Exercise instructions: Gather every line in the rows below that contains the string "shoulder", treating uppercase and lowercase as different.

[START OF Information shown]

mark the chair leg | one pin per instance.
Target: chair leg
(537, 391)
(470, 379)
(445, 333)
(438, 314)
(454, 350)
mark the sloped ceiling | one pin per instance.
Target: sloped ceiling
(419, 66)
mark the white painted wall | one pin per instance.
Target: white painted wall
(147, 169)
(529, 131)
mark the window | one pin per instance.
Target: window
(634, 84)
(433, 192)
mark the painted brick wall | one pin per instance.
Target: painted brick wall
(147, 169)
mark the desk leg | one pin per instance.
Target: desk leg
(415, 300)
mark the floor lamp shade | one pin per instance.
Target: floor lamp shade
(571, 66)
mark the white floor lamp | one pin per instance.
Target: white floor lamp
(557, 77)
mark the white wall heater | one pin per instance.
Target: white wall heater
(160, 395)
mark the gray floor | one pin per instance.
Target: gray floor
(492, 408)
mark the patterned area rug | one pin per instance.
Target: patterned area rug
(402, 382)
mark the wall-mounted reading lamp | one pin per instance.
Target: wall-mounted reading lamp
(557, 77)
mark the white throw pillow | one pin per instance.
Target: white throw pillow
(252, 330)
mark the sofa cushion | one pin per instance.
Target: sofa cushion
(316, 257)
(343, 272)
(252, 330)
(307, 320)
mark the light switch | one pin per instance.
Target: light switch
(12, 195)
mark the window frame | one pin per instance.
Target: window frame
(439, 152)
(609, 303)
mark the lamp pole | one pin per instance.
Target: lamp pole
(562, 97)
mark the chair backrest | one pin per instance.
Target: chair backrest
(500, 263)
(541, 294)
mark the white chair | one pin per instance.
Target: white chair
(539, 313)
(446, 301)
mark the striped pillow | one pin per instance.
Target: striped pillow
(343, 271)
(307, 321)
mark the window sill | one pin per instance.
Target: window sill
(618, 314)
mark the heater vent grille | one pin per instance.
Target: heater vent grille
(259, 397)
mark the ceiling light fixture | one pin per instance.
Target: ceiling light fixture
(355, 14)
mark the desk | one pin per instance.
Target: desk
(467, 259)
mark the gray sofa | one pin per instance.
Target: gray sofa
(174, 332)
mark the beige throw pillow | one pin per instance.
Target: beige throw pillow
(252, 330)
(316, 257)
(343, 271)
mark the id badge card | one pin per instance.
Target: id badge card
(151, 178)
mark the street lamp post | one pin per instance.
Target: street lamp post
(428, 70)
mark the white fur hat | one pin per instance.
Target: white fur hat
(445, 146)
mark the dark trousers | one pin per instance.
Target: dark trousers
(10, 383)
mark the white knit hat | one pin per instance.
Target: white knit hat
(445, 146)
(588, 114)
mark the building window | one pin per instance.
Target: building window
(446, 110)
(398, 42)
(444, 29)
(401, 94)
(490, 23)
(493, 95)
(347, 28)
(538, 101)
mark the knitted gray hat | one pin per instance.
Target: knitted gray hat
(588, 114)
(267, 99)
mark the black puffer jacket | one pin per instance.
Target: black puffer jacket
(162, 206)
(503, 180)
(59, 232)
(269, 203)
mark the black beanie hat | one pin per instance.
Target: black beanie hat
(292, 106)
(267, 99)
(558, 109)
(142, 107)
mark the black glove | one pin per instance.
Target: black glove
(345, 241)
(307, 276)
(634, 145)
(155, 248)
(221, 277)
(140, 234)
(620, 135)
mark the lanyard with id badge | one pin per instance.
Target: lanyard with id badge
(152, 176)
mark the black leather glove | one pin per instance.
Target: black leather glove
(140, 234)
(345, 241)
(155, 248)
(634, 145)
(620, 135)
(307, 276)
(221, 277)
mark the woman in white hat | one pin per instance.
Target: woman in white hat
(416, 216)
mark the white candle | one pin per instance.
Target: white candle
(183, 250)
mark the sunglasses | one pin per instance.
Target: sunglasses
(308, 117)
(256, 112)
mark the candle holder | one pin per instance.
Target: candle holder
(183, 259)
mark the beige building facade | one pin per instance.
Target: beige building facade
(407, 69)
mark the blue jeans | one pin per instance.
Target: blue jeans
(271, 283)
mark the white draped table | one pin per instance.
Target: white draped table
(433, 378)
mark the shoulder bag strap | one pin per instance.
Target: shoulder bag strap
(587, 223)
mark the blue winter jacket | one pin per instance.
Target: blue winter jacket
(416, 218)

[END OF Information shown]
[START OF Information shown]

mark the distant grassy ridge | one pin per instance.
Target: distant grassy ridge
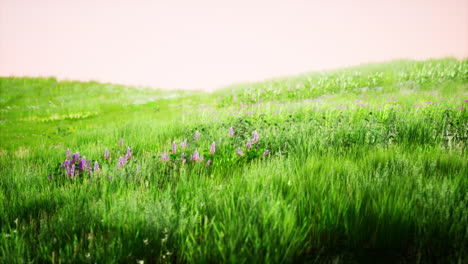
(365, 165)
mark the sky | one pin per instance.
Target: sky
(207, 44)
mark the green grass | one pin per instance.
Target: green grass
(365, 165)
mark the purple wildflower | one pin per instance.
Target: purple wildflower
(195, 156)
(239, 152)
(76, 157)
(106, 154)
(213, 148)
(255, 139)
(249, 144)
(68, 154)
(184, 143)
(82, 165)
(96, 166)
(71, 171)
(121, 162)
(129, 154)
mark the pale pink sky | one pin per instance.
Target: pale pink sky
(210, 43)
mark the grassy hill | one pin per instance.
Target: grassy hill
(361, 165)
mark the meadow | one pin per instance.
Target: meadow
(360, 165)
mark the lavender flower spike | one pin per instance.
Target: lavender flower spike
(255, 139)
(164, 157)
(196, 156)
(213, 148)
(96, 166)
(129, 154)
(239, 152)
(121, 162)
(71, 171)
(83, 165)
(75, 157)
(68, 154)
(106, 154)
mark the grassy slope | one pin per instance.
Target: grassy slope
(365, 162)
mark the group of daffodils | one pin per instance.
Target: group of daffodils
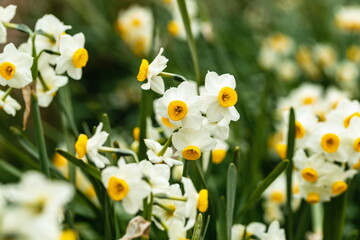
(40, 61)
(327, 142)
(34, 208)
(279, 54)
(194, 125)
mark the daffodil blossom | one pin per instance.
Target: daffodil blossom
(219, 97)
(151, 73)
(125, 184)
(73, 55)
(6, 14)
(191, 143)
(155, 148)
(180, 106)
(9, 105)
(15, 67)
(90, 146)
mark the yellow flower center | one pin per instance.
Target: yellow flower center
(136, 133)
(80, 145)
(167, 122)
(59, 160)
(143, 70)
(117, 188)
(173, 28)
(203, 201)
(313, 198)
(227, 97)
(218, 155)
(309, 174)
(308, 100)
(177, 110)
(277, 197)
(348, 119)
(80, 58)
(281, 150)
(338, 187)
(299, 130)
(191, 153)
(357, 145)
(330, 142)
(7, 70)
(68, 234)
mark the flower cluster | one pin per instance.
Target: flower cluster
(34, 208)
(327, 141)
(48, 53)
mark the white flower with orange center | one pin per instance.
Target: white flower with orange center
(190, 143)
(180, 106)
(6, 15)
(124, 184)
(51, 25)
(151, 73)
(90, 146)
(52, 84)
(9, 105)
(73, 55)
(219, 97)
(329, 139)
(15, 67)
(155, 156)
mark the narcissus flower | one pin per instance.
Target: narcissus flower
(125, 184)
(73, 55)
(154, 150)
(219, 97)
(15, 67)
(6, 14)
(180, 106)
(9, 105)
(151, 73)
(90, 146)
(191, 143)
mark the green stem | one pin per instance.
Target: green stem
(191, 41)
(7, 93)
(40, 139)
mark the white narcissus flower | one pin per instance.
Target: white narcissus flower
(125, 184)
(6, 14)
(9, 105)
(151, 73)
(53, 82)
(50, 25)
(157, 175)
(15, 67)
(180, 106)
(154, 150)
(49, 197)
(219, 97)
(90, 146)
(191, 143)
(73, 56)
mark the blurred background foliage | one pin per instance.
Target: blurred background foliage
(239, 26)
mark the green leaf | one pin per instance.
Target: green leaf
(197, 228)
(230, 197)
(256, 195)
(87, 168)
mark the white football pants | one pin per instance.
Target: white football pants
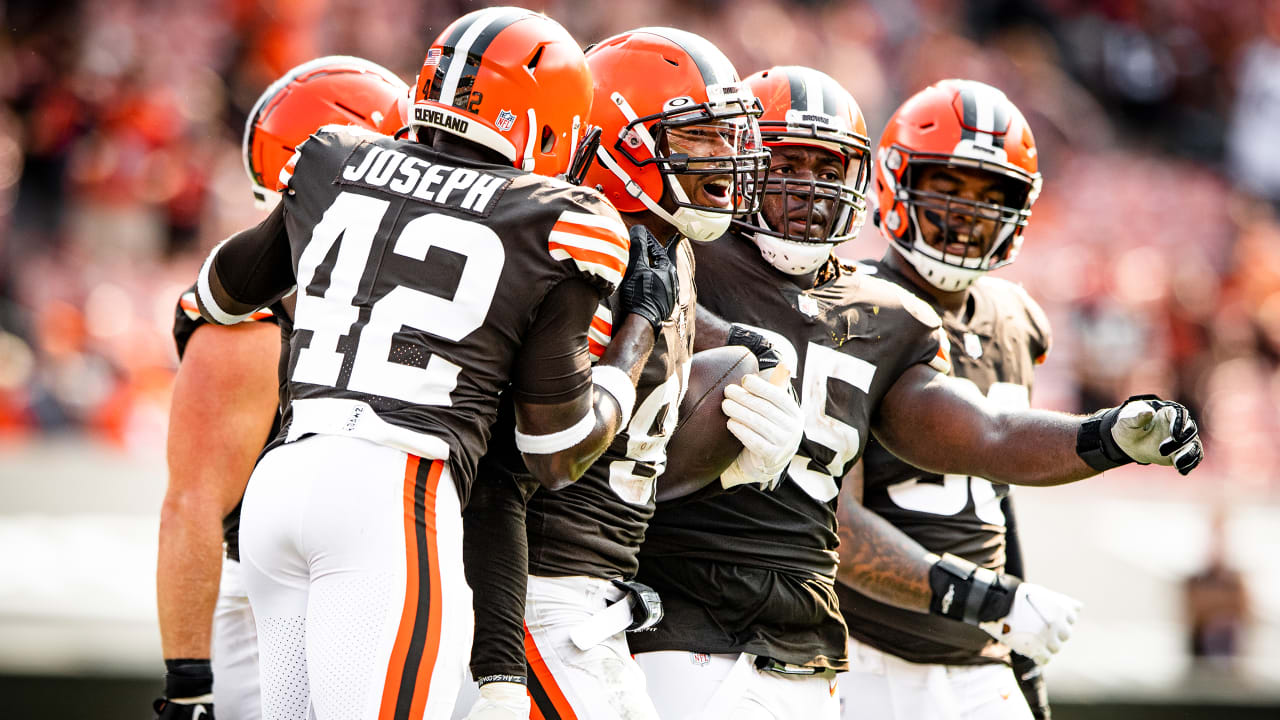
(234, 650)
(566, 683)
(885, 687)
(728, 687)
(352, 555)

[END OF Information shown]
[START OF Information shown]

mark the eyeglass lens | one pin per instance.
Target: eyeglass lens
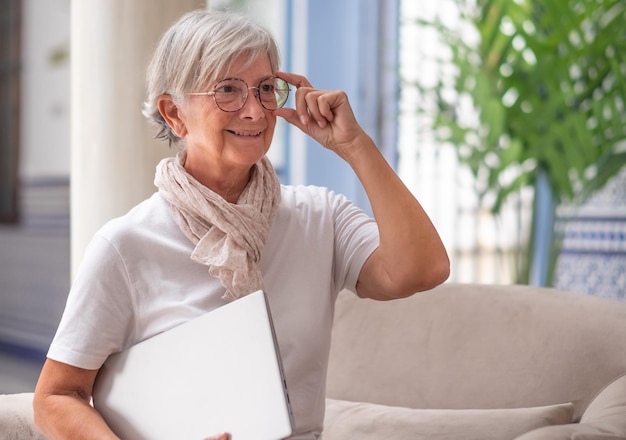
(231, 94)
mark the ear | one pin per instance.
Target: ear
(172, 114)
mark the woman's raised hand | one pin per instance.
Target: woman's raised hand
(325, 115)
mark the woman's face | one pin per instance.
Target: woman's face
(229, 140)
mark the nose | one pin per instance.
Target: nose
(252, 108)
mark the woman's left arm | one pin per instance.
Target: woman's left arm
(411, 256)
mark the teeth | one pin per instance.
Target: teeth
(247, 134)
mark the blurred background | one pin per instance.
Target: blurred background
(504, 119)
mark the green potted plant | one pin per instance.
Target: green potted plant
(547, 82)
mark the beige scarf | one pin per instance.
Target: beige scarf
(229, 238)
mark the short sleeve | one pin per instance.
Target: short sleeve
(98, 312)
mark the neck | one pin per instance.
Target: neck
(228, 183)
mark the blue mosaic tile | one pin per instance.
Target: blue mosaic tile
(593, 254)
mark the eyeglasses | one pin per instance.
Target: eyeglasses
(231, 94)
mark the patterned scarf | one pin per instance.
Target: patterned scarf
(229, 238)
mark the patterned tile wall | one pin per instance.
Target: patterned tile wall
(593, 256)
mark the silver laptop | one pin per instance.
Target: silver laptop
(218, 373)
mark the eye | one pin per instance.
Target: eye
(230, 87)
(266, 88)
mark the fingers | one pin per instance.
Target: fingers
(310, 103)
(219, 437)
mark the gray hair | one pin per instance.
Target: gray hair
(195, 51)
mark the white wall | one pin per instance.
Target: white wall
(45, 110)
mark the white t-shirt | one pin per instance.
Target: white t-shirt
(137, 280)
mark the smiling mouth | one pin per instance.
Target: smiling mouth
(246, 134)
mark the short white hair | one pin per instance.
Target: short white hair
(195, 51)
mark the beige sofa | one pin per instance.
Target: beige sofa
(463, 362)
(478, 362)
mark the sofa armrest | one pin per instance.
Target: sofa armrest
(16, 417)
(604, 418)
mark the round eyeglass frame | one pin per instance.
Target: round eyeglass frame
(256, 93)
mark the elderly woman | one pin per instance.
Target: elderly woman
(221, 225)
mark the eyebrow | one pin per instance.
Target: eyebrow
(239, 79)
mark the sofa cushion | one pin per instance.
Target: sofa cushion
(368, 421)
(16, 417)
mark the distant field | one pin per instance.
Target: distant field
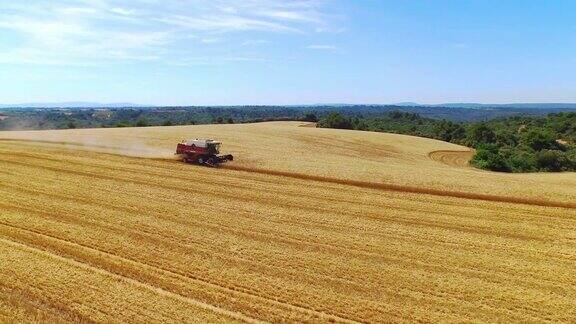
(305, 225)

[END OF Information shown]

Full output:
mark the shoulder bag strap | one pin per instance.
Target: shoulder bag strap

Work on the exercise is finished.